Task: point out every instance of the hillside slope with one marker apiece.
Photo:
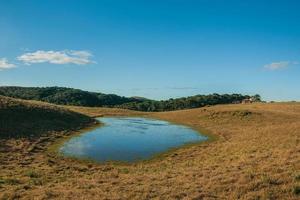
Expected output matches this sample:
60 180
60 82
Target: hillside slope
65 96
19 118
75 97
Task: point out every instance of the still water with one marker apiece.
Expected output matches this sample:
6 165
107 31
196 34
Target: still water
129 139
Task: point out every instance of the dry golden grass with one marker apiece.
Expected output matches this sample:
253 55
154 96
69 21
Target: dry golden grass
255 156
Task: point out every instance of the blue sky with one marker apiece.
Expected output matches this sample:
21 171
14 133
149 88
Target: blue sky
157 49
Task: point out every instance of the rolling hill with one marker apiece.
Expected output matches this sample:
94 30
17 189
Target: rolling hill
76 97
20 118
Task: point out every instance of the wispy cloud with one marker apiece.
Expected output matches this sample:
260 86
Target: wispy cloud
4 64
277 65
57 57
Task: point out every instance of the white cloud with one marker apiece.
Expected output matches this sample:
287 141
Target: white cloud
57 57
4 64
277 65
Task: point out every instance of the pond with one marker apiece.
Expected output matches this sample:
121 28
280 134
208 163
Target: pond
129 139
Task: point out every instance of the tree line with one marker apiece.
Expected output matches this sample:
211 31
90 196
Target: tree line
76 97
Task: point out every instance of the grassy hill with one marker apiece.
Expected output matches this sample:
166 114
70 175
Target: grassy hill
75 97
255 155
65 96
20 118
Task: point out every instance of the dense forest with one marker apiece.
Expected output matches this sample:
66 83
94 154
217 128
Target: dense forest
188 102
65 96
76 97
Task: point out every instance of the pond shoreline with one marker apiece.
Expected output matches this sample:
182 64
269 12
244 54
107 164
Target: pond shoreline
54 148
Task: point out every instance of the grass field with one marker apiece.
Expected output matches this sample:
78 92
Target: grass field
255 155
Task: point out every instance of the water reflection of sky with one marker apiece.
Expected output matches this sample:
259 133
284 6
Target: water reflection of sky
129 139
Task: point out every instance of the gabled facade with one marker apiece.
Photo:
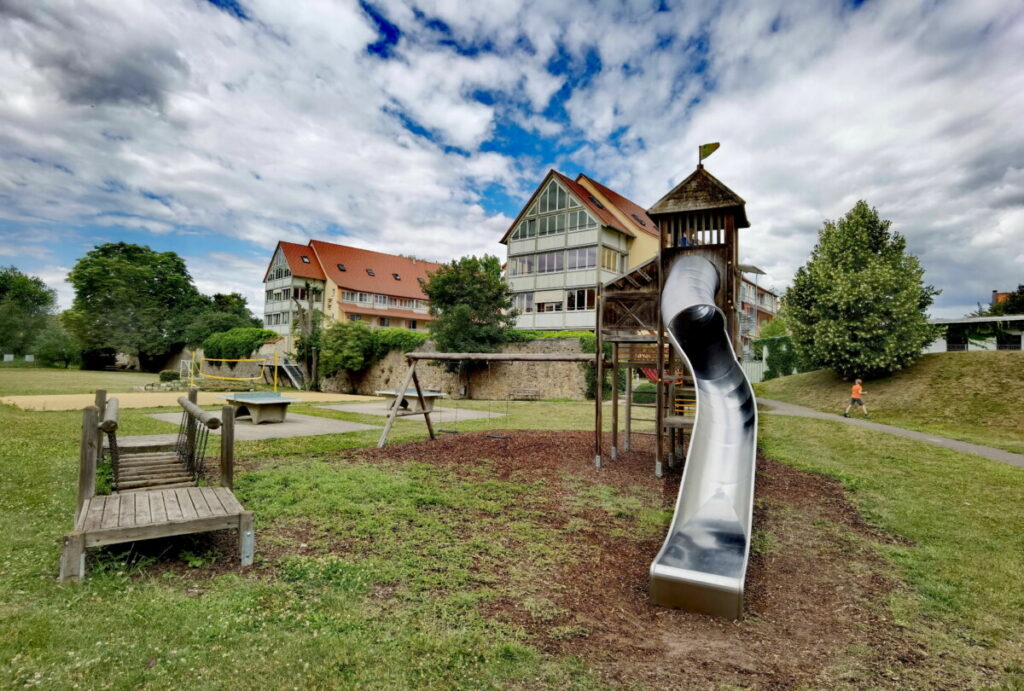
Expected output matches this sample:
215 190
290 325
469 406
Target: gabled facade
345 284
569 236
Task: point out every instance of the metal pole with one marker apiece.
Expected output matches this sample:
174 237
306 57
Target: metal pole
599 383
614 400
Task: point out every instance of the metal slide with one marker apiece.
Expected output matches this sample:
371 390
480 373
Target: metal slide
702 564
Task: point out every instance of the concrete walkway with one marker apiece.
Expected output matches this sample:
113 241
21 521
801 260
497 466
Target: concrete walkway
778 407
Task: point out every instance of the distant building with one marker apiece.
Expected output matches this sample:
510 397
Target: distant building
758 306
569 236
346 284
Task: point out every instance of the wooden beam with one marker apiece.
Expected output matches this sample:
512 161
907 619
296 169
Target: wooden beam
393 413
512 357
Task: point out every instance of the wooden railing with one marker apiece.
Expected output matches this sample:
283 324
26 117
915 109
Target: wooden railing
194 432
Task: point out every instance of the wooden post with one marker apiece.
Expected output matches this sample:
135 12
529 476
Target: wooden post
599 382
423 404
227 446
101 407
628 443
73 558
247 537
393 413
87 459
614 400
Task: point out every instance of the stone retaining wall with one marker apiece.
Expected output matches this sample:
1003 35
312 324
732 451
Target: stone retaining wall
493 381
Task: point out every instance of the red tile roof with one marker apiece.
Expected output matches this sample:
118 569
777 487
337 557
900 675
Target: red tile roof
604 216
627 207
294 254
356 261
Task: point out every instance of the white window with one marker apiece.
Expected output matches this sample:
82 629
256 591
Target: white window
521 265
611 260
549 262
583 257
581 220
580 300
523 302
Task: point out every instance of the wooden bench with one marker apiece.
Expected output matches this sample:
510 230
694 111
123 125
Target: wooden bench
143 514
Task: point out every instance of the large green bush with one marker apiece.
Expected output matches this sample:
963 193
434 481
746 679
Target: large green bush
237 343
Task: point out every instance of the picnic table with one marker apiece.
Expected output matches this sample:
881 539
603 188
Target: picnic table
263 406
402 401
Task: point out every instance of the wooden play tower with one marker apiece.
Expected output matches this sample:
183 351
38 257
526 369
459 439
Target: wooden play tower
700 215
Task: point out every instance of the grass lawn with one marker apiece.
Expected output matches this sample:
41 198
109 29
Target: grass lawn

Activity: From the line containing "Task: point out every instance of the grass lawn" through the last line of the records above, reproduce every line exactly.

Solution:
Task: point out every instance of the grass lawn with one marker apiece.
Expected output matches this sample:
41 198
109 29
Target: grass lawn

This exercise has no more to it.